(Stored dataset items)
++++++++
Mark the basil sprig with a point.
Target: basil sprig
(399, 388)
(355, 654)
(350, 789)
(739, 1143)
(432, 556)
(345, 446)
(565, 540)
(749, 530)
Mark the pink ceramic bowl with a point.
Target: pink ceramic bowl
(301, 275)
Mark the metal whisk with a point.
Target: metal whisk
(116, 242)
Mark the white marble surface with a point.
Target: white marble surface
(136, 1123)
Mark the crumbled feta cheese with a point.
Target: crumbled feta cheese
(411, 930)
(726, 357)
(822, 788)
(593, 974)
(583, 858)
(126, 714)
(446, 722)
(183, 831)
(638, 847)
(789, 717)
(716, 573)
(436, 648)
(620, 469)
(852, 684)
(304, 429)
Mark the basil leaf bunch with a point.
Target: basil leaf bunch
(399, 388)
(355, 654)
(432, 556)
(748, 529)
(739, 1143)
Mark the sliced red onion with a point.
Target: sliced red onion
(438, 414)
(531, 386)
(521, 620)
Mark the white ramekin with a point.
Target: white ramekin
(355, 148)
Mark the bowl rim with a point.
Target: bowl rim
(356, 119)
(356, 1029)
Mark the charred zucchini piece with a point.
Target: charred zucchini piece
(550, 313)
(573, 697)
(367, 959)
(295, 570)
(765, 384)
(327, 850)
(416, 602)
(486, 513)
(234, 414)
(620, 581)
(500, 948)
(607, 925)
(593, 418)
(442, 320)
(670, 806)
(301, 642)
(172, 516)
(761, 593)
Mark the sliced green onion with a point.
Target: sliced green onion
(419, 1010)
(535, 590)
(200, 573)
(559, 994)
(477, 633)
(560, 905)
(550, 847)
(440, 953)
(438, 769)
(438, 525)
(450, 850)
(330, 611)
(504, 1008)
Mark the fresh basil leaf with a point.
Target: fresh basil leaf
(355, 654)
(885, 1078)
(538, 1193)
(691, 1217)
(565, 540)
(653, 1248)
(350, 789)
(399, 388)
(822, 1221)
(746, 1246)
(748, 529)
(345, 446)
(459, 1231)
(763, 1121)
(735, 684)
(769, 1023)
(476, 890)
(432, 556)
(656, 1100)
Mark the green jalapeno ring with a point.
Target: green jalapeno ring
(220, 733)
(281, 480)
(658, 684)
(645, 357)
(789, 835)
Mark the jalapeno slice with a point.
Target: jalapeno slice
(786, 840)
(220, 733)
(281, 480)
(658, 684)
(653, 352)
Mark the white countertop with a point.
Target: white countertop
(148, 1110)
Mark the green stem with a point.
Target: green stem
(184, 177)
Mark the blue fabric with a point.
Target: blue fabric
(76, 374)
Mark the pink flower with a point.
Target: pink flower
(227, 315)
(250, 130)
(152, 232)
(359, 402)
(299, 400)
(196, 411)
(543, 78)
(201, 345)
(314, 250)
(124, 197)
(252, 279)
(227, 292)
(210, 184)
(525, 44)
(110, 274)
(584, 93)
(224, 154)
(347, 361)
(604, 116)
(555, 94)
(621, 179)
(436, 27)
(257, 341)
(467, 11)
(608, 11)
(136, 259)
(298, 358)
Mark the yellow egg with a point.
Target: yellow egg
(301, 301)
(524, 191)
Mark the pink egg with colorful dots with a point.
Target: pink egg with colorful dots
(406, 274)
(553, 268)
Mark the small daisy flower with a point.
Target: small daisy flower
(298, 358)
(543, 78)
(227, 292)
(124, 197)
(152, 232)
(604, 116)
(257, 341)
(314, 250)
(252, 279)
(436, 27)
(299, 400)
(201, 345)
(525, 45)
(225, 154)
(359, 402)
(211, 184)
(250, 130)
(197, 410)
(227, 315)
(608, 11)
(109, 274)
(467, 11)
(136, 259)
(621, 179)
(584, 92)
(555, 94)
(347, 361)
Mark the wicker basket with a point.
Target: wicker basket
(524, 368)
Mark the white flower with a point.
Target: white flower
++++++++
* [Your task] Each line above from the one with "Mark the sliced green onion with a point." up to and including the one with "Mark the fresh basil leaf with a point." must be set down exactly, and no line outside that span may appear.

* [Task output]
Mark the sliced green onion with a point.
Target: sliced green onion
(419, 1010)
(535, 590)
(200, 573)
(559, 994)
(477, 633)
(560, 905)
(550, 847)
(440, 953)
(438, 769)
(438, 525)
(450, 850)
(330, 611)
(504, 1008)
Mark the fresh basil leaf with a point.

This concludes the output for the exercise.